A US Consulate employee named Raymond Davis allegedly shot at two young motorcyclists in Lahore and killed them while another motorcyclist was crushed by his colleagues riding another car. He told police that he had opened fire in self-defense. Police said the car that crushed the motorcyclists, had come to Qurtaba Chowk, Jail Road (the place of incident) in order to rescue accused American Davis.
A witness said that the rashly driven Prado crossed the median on Jail Road, crushed the young motorcyclist and vanished in a flash, Mr. Davis also escaped the scene, but two traffic wardens chased and routed him in Old Anarkali Food Street (Lahore) and handed him over to police. More than 100 people blocked the road after the incident by blazing tyres to protest the killings. Police recovered from his possession a 9mm Glock pistol he had used to shoot the youngsters and shifted him to the South Cantonment police station. The accused was not carrying any license for weapons recovered from his custody.
A senior police officer told that Raymond Davis was among four people who were detained by security personnel near Lahore Sherpao Bridge on Dec 9, 2009, when they were trying to enter the Cantonment area in a vehicle with tinted glasses. They were armed with sophisticated weapons. The intervention of the US consulate led to their release, the officer recalled. Preliminarily investigation suggested that as the motorcyclists wanted to assault the foreigner, he killed them in self-defense.

- [DATASET SECTION]:
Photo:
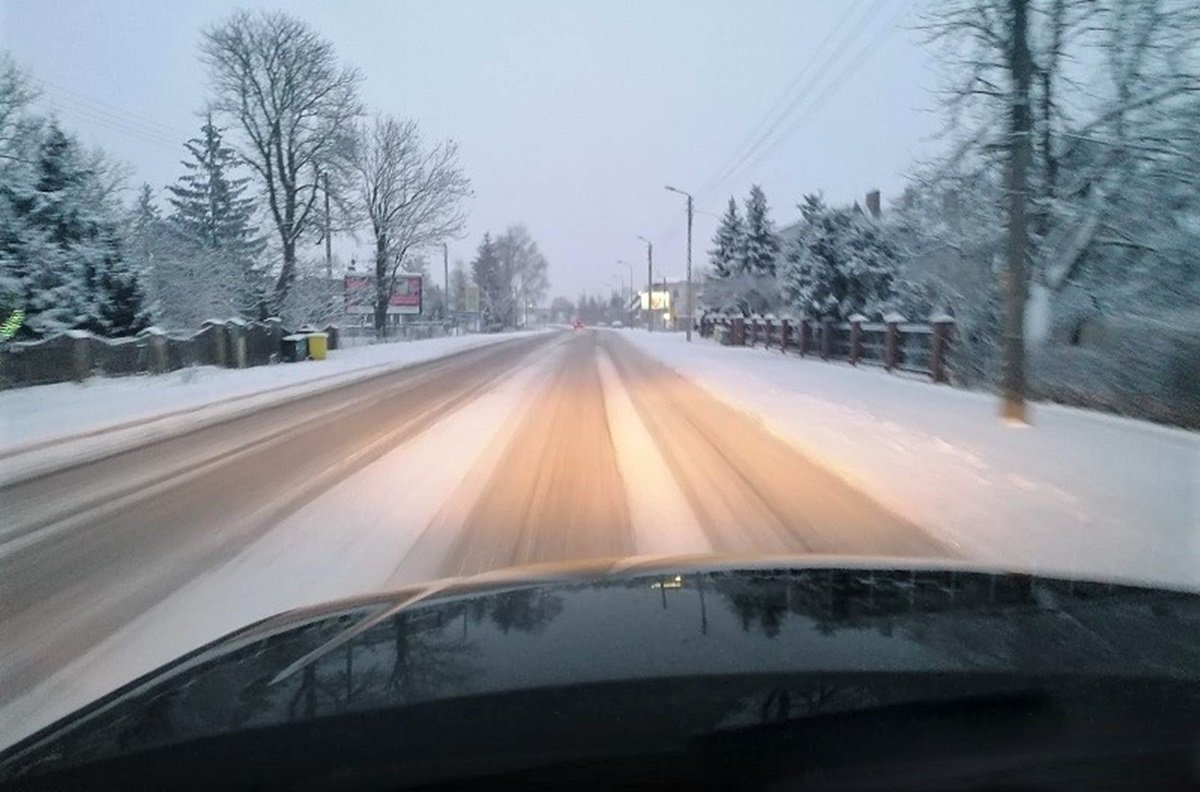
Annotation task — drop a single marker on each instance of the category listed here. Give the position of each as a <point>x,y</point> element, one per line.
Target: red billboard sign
<point>406,298</point>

- [WORK ITEM A]:
Answer these questions using the report on the Lahore shooting:
(i) What weapon did police recover from Davis?
(ii) Where did the traffic wardens catch him?
(iii) On what date was he detained near Lahore Sherpao Bridge?
- [WORK ITEM B]: Translate this sentence from the report on the Lahore shooting into Spanish: "More than 100 people blocked the road after the incident by blazing tyres to protest the killings."
- [WORK ITEM C]: List every specific location within Lahore that the report on the Lahore shooting names. Do not count the city itself.

- [TASK OUTPUT A]:
(i) A 9mm Glock pistol.
(ii) In Old Anarkali Food Street, Lahore.
(iii) Dec 9, 2009.

- [TASK OUTPUT B]: Más de 100 personas bloquearon la carretera después del incidente quemando neumáticos para protestar por los asesinatos.

- [TASK OUTPUT C]:
Qurtaba Chowk
Jail Road
Old Anarkali Food Street
South Cantonment police station
Lahore Sherpao Bridge
the Cantonment area